• **EXERCISE DIRECTIONS**
All of the entries below need repeating exactly, apart from their images.

[Dataset entries]
——
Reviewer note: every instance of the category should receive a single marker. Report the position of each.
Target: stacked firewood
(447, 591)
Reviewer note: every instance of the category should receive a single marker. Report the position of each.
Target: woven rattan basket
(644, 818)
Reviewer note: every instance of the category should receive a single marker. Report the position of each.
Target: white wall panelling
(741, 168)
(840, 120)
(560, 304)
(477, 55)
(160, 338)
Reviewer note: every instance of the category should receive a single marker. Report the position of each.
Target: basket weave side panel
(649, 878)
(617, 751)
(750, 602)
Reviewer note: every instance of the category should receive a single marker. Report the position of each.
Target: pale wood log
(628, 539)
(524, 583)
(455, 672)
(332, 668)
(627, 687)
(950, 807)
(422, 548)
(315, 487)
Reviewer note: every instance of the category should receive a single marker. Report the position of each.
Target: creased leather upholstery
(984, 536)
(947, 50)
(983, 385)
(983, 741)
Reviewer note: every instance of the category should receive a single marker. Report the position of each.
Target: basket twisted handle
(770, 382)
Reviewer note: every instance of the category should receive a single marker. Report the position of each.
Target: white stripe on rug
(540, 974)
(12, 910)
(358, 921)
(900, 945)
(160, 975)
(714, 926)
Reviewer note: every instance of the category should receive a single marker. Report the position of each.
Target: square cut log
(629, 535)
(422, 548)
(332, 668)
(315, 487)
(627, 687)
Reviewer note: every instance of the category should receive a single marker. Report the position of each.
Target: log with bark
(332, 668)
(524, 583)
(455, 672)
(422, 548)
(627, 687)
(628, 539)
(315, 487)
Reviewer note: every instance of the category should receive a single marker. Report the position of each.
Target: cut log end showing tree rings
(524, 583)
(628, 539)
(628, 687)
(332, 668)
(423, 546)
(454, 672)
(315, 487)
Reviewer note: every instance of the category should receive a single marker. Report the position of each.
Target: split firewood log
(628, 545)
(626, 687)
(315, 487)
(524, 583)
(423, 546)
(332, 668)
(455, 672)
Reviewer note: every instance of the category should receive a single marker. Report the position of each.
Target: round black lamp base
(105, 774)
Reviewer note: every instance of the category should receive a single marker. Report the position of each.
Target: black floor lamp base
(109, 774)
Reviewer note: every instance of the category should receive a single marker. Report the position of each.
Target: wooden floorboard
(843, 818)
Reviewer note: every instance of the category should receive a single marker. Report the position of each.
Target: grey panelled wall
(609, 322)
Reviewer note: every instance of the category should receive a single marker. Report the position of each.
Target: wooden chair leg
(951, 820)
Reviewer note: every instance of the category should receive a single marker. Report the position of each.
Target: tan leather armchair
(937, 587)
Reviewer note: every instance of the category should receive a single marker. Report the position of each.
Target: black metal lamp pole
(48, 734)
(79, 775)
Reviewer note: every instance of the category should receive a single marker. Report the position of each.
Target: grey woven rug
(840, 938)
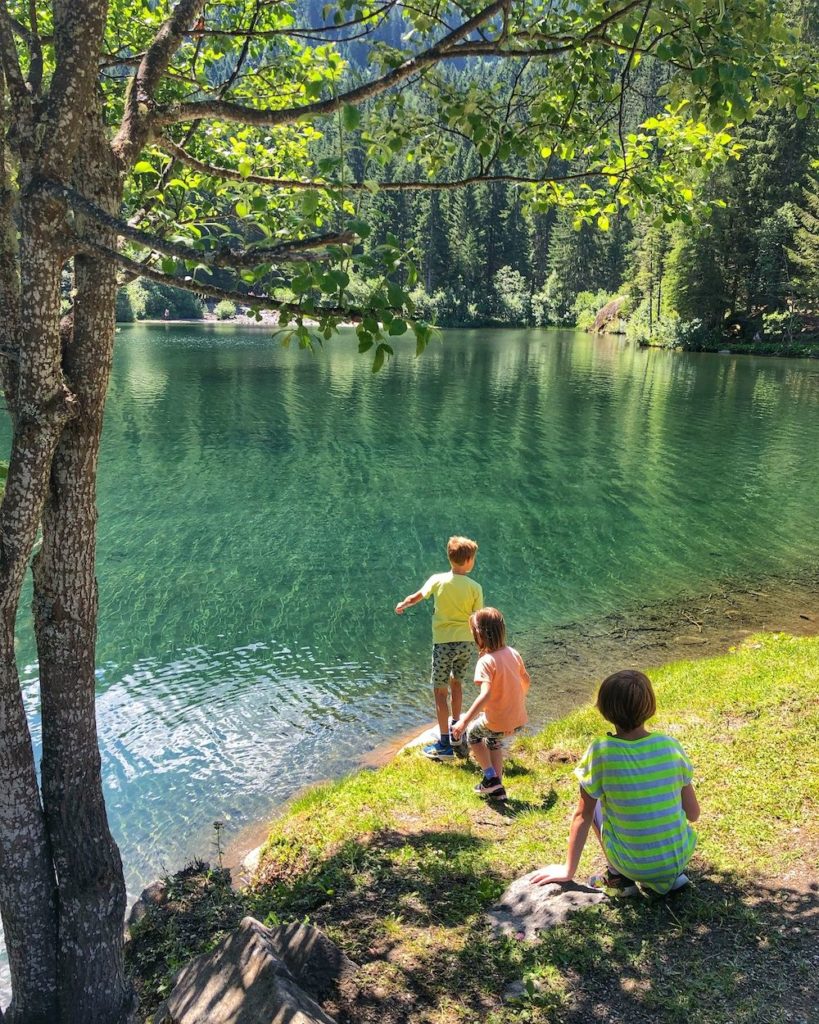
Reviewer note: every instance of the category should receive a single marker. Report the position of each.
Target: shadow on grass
——
• **RESPONSE AREA**
Reviewer note: every instance of the category should receive a single marker. Report the position of each.
Target: stacked firewood
(447, 591)
Reviewer note: every instance of the category should receive a single marker. Report the position of each.
Target: woven rattan basket
(644, 818)
Reviewer note: every instance of the category should receive a single marker. Report the position of each.
Target: white wall panelling
(741, 168)
(840, 120)
(560, 304)
(477, 55)
(160, 338)
Reviewer note: every instance of the category should receive a single marker. Report the position of each.
Target: basket weave side panel
(649, 878)
(617, 751)
(750, 602)
Reviewer note: every instance of the category should receive a single marker. Report the position of each.
Target: pale wood log
(628, 539)
(524, 583)
(455, 672)
(332, 668)
(627, 687)
(950, 807)
(422, 548)
(315, 487)
Reviewer note: every instance of the category should receive a single marker. Report the position of each.
Target: creased leather upholstery
(984, 536)
(947, 50)
(983, 385)
(983, 741)
Reviewer note: every instance of the category should receive a single marker. Report the position of each.
Target: basket twisted handle
(770, 382)
Reviewer note: every instance of the category should receive a single marker. Report the position of each.
Target: white stripe on rug
(540, 974)
(12, 910)
(358, 921)
(900, 945)
(160, 975)
(714, 926)
Reviewer note: every instance of the category should receive a single marker. Report the position of each.
Target: square cut log
(629, 535)
(422, 548)
(332, 668)
(315, 487)
(627, 687)
Reviewer note: every instance of the category should receive a single marker. Report the position of each.
Target: log with bark
(332, 668)
(524, 583)
(455, 672)
(422, 548)
(627, 687)
(628, 539)
(315, 487)
Reviewer note: every instance of the category should receive a single marker. Report the position of each.
Target: cut log end showing tree rings
(524, 583)
(628, 539)
(628, 687)
(332, 668)
(423, 546)
(454, 672)
(315, 487)
Reviewer note: every instance of the category should receive a single marker. Report the position of each.
Target: split firewood log
(628, 545)
(626, 687)
(315, 487)
(524, 583)
(423, 546)
(332, 668)
(455, 672)
Reviewer note: every instance of the category should receive a single marker. Report the position of each.
Target: round black lamp base
(105, 774)
Reviewer note: every instance of the category should receive a single marker. Report the position of each.
Target: black floor lamp base
(109, 774)
Reviewer note: every instance of the category should receive a single marker. Report the position of each.
Target: wooden floorboard
(843, 818)
Reviewer note: every instance of the category should receive a single marker. Report the position of each.
Target: grey panelled wall
(609, 322)
Reviewer note: every instance of the category should receive a single marker. Report the position of each.
Target: wooden chair leg
(951, 820)
Reviewer note: every instance of the category should receive a single marker. Report the position of each.
Target: tan leather armchair
(937, 587)
Reviewer note: every instance of the category should receive a single marker. Report the position of each.
Target: black metal lamp pole
(48, 734)
(79, 775)
Reviewer note: every instance of the category should receive a single marker. Report the position of each.
Target: grey woven rug
(840, 938)
Reviewer note: every instance of the category should receive a single marker. Report the position of each.
Target: shadow on grass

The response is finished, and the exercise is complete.